## Material supplied:
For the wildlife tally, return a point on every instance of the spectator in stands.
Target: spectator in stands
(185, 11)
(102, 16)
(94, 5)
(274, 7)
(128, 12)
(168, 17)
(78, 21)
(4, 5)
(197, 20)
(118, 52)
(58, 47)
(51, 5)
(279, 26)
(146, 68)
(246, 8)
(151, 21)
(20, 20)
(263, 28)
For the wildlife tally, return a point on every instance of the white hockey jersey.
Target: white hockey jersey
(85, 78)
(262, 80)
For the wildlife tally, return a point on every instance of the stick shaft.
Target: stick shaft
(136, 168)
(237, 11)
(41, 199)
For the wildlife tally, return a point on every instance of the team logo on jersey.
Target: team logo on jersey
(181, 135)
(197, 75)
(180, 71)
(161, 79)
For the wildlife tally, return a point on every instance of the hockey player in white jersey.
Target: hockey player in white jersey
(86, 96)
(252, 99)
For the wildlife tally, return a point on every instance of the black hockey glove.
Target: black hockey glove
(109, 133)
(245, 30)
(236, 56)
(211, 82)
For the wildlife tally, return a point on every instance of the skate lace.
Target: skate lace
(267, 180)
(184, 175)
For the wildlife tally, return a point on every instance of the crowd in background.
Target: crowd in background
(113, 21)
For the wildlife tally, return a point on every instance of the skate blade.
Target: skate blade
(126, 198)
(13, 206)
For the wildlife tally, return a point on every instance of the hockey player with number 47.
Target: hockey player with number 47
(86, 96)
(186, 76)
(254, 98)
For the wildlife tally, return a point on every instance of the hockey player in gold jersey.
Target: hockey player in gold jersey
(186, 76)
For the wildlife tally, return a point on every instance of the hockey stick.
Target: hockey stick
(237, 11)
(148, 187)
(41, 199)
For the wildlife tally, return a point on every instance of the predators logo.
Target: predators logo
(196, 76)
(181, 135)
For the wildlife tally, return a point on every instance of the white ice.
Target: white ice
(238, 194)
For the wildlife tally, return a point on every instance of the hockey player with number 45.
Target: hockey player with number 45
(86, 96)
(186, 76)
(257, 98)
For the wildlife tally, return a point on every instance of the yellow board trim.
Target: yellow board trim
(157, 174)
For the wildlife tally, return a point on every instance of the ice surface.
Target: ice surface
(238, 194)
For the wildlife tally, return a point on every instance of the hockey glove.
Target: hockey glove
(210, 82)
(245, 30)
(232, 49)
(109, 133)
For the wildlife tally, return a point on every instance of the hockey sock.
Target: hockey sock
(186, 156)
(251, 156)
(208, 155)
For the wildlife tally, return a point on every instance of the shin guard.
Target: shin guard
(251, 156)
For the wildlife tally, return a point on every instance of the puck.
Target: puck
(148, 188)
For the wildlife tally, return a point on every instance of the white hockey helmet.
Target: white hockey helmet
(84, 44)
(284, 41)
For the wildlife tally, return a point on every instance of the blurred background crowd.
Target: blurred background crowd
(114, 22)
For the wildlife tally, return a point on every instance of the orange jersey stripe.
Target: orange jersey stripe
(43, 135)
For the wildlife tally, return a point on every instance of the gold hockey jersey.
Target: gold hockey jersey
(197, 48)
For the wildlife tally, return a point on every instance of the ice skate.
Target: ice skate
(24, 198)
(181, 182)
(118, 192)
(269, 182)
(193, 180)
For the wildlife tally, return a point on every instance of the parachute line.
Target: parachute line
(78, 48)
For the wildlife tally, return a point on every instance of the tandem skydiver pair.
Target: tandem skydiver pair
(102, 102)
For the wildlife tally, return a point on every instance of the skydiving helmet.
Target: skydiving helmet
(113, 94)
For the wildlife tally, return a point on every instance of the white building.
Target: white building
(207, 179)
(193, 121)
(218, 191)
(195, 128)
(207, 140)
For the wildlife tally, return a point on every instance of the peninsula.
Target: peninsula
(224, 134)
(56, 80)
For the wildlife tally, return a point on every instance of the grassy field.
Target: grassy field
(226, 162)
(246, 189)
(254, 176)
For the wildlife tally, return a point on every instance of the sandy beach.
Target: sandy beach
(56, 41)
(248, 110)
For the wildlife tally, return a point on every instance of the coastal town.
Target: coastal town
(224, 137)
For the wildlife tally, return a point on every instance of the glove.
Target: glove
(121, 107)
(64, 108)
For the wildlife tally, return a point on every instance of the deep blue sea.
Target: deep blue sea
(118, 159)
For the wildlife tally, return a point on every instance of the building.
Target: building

## Written exercise:
Retype every record above exactly as it appears.

## Solution to the problem:
For the wildlife tally, return a point on every instance of the spectator in stands.
Target: spectator in stands
(185, 11)
(102, 16)
(94, 5)
(274, 7)
(128, 12)
(168, 17)
(78, 21)
(4, 5)
(197, 20)
(118, 52)
(58, 47)
(51, 5)
(279, 26)
(146, 68)
(246, 8)
(151, 21)
(20, 20)
(263, 28)
For the wildlife tally, return a point on every instance of the white hockey jersey.
Target: white hockey jersey
(85, 78)
(262, 80)
For the wildlife tally, return a point on every instance of the stick shaft.
Target: stick shaft
(136, 168)
(237, 11)
(41, 199)
For the wildlife tally, return a point on every instance of the team logo on jersey.
Target: team logo on jersey
(181, 135)
(197, 75)
(180, 71)
(161, 79)
For the wildlife tally, return a point on every instance of the hockey player in white jersey.
Target: hockey player in white jersey
(86, 96)
(252, 99)
For the wildlife tally, return a point on every instance of the black hockey glove.
Target: black hockey glove
(109, 133)
(245, 30)
(236, 56)
(211, 82)
For the wildlife tally, return a point on every instance of the skate lace.
Target: skate lace
(267, 180)
(184, 175)
For the wildlife tally, return a point on every instance of the crowd in background.
Target: crowd in background
(113, 21)
For the wildlife tally, return a point on every instance of the skate blade.
Target: skate blade
(126, 198)
(13, 206)
For the wildlife tally, return a point on every instance of the hockey player with number 47.
Target: hockey player with number 47
(86, 96)
(186, 76)
(254, 98)
For the wildlife tally, return a point on every instance of the hockey player in gold jersey.
Target: hockey player in gold jersey
(186, 76)
For the wildlife tally, return a point on every instance of the hockey stick.
Target: hockey stick
(237, 11)
(148, 187)
(41, 199)
For the wildlife tally, return a point on every instance of the predators logo.
Target: predators logo
(196, 76)
(181, 135)
For the wildlife tally, return a point on every instance of the white ice.
Target: white ice
(238, 194)
For the wildlife tally, return a point on every instance of the hockey player with number 45.
Target: hockey player with number 45
(86, 96)
(186, 76)
(257, 98)
For the wildlife tally, return a point on every instance of the yellow board trim.
Target: yellow board trim
(157, 174)
For the wildlife tally, return a point on every instance of the ice surface.
Target: ice surface
(238, 194)
For the wildlife tally, return a point on every instance of the hockey glove.
Target: hockey glove
(210, 82)
(245, 30)
(232, 49)
(109, 133)
For the wildlife tally, return a point on every instance of the hockey sock.
Target: hockey sock
(186, 156)
(251, 156)
(208, 155)
For the wildlife tally, return a point on every instance of the shin guard.
Target: shin guard
(251, 156)
For the wildlife tally, return a point on every instance of the puck.
Target: puck
(148, 188)
For the wildlife tally, return a point on every instance of the white hockey helmet.
Target: white hockey helmet
(84, 44)
(284, 41)
For the wildlife tally, return a point on every instance of the blurred background crowd.
Target: blurred background crowd
(114, 22)
For the wildlife tally, return a point on every instance of the orange jersey stripe.
Target: orange jersey stripe
(43, 135)
For the wildlife tally, return a point on every instance of the gold hockey jersey.
Target: gold hockey jersey
(197, 48)
For the wildlife tally, return a point on every instance of the ice skate.
Target: ice skate
(24, 198)
(181, 182)
(118, 192)
(269, 182)
(193, 180)
For the wildlife tally, return a point on every instance of the parachute line.
Target: parachute line
(78, 48)
For the wildlife tally, return a point on every instance of the tandem skydiver pair.
Target: tandem skydiver pair
(102, 102)
For the wildlife tally, return a point on every instance of the skydiving helmet.
Target: skydiving helmet
(113, 94)
For the wildlife tally, return a point on every instance of the white building.
Target: white building
(207, 179)
(193, 121)
(218, 191)
(195, 128)
(207, 140)
For the wildlife tally, return a point on every instance of the peninsula.
Target: peninsula
(224, 134)
(56, 80)
For the wildlife tally, return a point on every instance of the grassy field.
Target: grassy field
(226, 162)
(246, 189)
(254, 176)
For the wildlife tally, return a point on every instance of the sandy beach.
Target: sandy beach
(56, 41)
(248, 110)
For the wildlife tally, return a point on every instance of the coastal town.
Target: coastal town
(224, 137)
For the wildlife tally, return a point on every instance of the glove.
Target: glove
(121, 107)
(64, 108)
For the wildlife tally, return a point on every instance of the deep blue sea.
Target: deep blue sea
(118, 159)
For the wildlife tally, return a point on every instance of the building.
Target: building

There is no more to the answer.